Material:
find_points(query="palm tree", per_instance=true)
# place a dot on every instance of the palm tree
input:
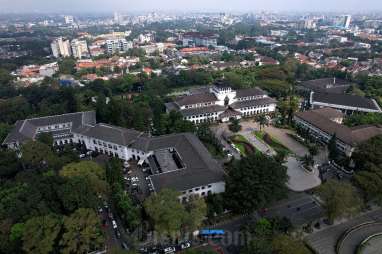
(262, 119)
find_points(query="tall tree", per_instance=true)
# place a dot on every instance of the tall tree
(90, 170)
(166, 211)
(41, 233)
(332, 147)
(284, 244)
(254, 182)
(82, 233)
(340, 199)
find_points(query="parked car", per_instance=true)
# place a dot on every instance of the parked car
(169, 250)
(114, 224)
(124, 246)
(185, 245)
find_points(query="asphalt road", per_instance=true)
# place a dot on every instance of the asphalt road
(300, 208)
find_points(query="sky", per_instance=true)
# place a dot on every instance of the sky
(189, 5)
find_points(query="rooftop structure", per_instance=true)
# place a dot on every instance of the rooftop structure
(178, 161)
(324, 123)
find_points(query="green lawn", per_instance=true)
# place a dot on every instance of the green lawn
(238, 141)
(272, 142)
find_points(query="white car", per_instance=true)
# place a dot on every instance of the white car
(185, 245)
(169, 250)
(114, 224)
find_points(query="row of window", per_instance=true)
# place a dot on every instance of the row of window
(254, 107)
(249, 98)
(199, 105)
(202, 115)
(197, 189)
(55, 127)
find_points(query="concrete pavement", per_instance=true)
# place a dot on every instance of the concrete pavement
(300, 179)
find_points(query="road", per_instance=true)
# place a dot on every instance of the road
(300, 208)
(219, 131)
(325, 240)
(259, 145)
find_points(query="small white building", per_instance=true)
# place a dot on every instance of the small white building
(220, 103)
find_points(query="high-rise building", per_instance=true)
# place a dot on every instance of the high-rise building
(118, 45)
(79, 48)
(117, 18)
(343, 21)
(69, 20)
(310, 24)
(61, 48)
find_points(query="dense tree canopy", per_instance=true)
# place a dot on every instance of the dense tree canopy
(340, 199)
(254, 182)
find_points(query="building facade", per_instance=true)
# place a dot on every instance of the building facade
(220, 103)
(194, 39)
(177, 161)
(61, 48)
(323, 123)
(79, 48)
(118, 45)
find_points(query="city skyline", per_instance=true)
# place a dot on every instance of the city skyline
(197, 5)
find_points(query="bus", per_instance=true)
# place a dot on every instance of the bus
(211, 233)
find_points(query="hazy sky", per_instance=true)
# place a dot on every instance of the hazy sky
(189, 5)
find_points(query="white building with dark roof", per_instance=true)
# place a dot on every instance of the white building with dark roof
(177, 161)
(220, 103)
(323, 123)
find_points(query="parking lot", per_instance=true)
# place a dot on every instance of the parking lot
(137, 181)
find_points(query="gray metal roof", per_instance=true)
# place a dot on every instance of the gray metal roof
(346, 100)
(350, 136)
(26, 129)
(202, 110)
(196, 98)
(112, 134)
(250, 92)
(200, 168)
(251, 103)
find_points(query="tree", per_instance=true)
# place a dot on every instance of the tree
(90, 170)
(197, 210)
(254, 182)
(129, 213)
(340, 199)
(77, 192)
(66, 66)
(166, 212)
(37, 155)
(370, 182)
(235, 125)
(284, 244)
(262, 119)
(368, 153)
(332, 147)
(40, 234)
(9, 164)
(82, 232)
(5, 77)
(45, 138)
(4, 130)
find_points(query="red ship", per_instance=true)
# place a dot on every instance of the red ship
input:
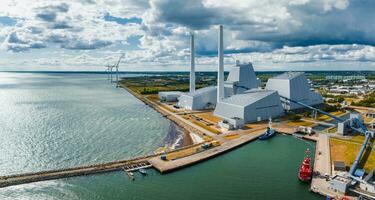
(305, 170)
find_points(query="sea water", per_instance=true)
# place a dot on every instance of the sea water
(50, 121)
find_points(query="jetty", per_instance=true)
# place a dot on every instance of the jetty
(128, 165)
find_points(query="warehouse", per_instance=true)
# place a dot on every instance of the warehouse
(294, 85)
(250, 106)
(169, 96)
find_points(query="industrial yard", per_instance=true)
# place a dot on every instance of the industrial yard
(240, 107)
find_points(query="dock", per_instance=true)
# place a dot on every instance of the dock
(129, 165)
(322, 167)
(168, 166)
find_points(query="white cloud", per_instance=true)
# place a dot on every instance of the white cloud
(267, 31)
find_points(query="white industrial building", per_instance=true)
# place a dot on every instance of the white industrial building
(294, 85)
(200, 99)
(250, 106)
(241, 78)
(169, 96)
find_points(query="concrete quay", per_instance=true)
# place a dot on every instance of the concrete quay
(168, 166)
(18, 179)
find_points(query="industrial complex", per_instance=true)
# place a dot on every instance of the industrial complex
(239, 109)
(240, 100)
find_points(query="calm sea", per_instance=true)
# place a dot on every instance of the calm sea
(50, 121)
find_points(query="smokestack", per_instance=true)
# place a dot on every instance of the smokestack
(192, 64)
(220, 75)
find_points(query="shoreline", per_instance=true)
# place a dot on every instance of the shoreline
(317, 185)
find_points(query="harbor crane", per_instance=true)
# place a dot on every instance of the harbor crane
(117, 66)
(354, 124)
(109, 72)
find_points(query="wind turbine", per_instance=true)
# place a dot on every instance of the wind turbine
(107, 70)
(117, 65)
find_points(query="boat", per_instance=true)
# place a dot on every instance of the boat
(270, 132)
(142, 171)
(305, 171)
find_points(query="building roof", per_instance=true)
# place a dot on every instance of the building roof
(248, 97)
(170, 93)
(201, 91)
(288, 75)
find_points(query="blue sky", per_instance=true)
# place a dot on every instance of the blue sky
(154, 35)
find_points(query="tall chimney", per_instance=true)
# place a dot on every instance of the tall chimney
(192, 64)
(220, 75)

The problem:
In your copy, repeat each record exactly and include no pictures.

Reply:
find_points(query="palm tree", per_instance=true)
# place a dot on every instance of the palm tree
input:
(262, 119)
find_points(query="tall tree", per_instance=true)
# place a dot on every instance of the tall tree
(90, 170)
(166, 211)
(41, 233)
(332, 147)
(284, 244)
(254, 182)
(82, 233)
(340, 199)
find_points(query="parked car", per_instance=true)
# place a dot on every instance of the parked car
(169, 250)
(114, 224)
(124, 246)
(185, 245)
find_points(query="asphalt road", per_instance=true)
# place a dot on every instance of the asphalt road
(300, 208)
find_points(query="sky", per_instance=true)
# place a dot on every instance of the sky
(189, 5)
find_points(query="rooftop structure", per_instance=true)
# place a dot on every instance of the rooftop structure
(178, 161)
(324, 123)
find_points(query="green lawn", per_instance=true)
# place a dot on every instance of the green lawn
(238, 141)
(272, 142)
find_points(query="white car", per_instance=true)
# place a dot on every instance of the white car
(185, 245)
(169, 250)
(114, 224)
find_points(query="row of window", per_instance=true)
# place a dot on every instance of the row of window
(254, 107)
(249, 98)
(199, 105)
(202, 115)
(197, 189)
(55, 127)
find_points(query="concrete pavement", per_instance=true)
# place a dot on every instance of the concrete pavement
(300, 179)
find_points(query="road", per_instance=true)
# place a dot on every instance of the road
(300, 208)
(219, 131)
(325, 240)
(259, 145)
find_points(query="small white building", per_instance=true)
# place a dot on every instance of the small white building
(220, 103)
find_points(query="high-rise building", per_instance=true)
# place a dot on every instance of the high-rise building
(118, 45)
(79, 48)
(117, 18)
(343, 21)
(69, 20)
(310, 24)
(61, 48)
find_points(query="dense tree canopy", per_instance=true)
# place a dot on every instance of the dense tree canopy
(340, 199)
(254, 182)
find_points(query="building facade", per_instance=true)
# place a dot on every instance of the building facade
(220, 103)
(194, 39)
(177, 161)
(61, 48)
(323, 123)
(79, 48)
(118, 45)
find_points(query="city skyline", per_instance=true)
# place a dot on every instance of the city skyline
(197, 5)
find_points(query="bus", per_instance=true)
# place a dot on every instance of the bus
(211, 233)
find_points(query="hazy sky", per_instance=true)
# place a dot on every instance of the hazy sky
(189, 5)
find_points(query="white building with dark roof", per_instance=true)
# place a dot on every instance of the white building with dark roof
(177, 161)
(220, 103)
(323, 123)
find_points(query="parking lot", per_instance=true)
# place a dot on every instance of the parking lot
(137, 181)
find_points(query="gray metal roof", per_instance=true)
# place a dot on every instance of the gray metal roof
(346, 100)
(350, 136)
(26, 129)
(202, 110)
(196, 98)
(112, 134)
(250, 92)
(200, 168)
(251, 103)
find_points(query="tree", per_instance=true)
# place a dot on every instance of the tree
(90, 170)
(197, 210)
(254, 182)
(129, 213)
(340, 199)
(77, 192)
(66, 66)
(166, 212)
(37, 155)
(370, 182)
(235, 125)
(284, 244)
(262, 119)
(368, 153)
(332, 147)
(40, 234)
(9, 164)
(82, 232)
(5, 77)
(45, 138)
(4, 130)
find_points(query="red ship", per_instance=true)
# place a dot on every instance of the red ship
input:
(305, 170)
find_points(query="sea water", per_instance=true)
# place a dot on every instance of the sea water
(50, 121)
find_points(query="jetty", per_instance=true)
# place a dot on every instance of the jetty
(128, 165)
find_points(query="warehouse", per_instance=true)
# place a dot on every instance of the warehouse
(294, 85)
(250, 106)
(169, 96)
find_points(query="industrial yard", per_instance=true)
# place a dot on every instance of the industrial yard
(240, 107)
find_points(query="dock", per_instance=true)
# place a dot on every instance of the dock
(129, 165)
(322, 167)
(168, 166)
find_points(query="white cloud", per_instance=true)
# place a dot on every instance of the white cloud
(267, 31)
find_points(query="white industrial building", per_instance=true)
# place a dot on every instance of the white industrial building
(294, 85)
(200, 99)
(250, 106)
(241, 78)
(169, 96)
find_points(query="concrete quay", per_instance=true)
# place a dot on every instance of the concrete quay
(168, 166)
(18, 179)
find_points(query="industrial complex", per_instance=true)
# place a dot on every instance of the industrial complex
(239, 109)
(240, 100)
find_points(query="calm sea", per_instance=true)
# place a dot on every instance of the calm sea
(50, 121)
find_points(query="smokestack", per_instance=true)
# place a dot on every instance of the smokestack
(192, 64)
(220, 75)
find_points(query="shoreline", per_instance=true)
# place a dot on every instance of the shoreline
(317, 185)
find_points(query="harbor crane", per_instance=true)
# place a dot on every instance of the harbor crane
(117, 66)
(354, 124)
(109, 72)
find_points(query="wind turbine", per_instance=true)
# place a dot on every instance of the wind turbine
(107, 70)
(117, 65)
find_points(query="boat", per_instance=true)
# place a dot on every instance of the boat
(270, 132)
(142, 171)
(305, 171)
find_points(query="building roof", per_instance=true)
# place a dot on every instance of the building roof
(248, 97)
(170, 93)
(201, 91)
(288, 75)
find_points(query="blue sky", per_instance=true)
# place a dot on every instance of the blue sky
(154, 35)
find_points(query="tall chimney", per_instance=true)
# place a dot on every instance of the tall chimney
(192, 64)
(220, 75)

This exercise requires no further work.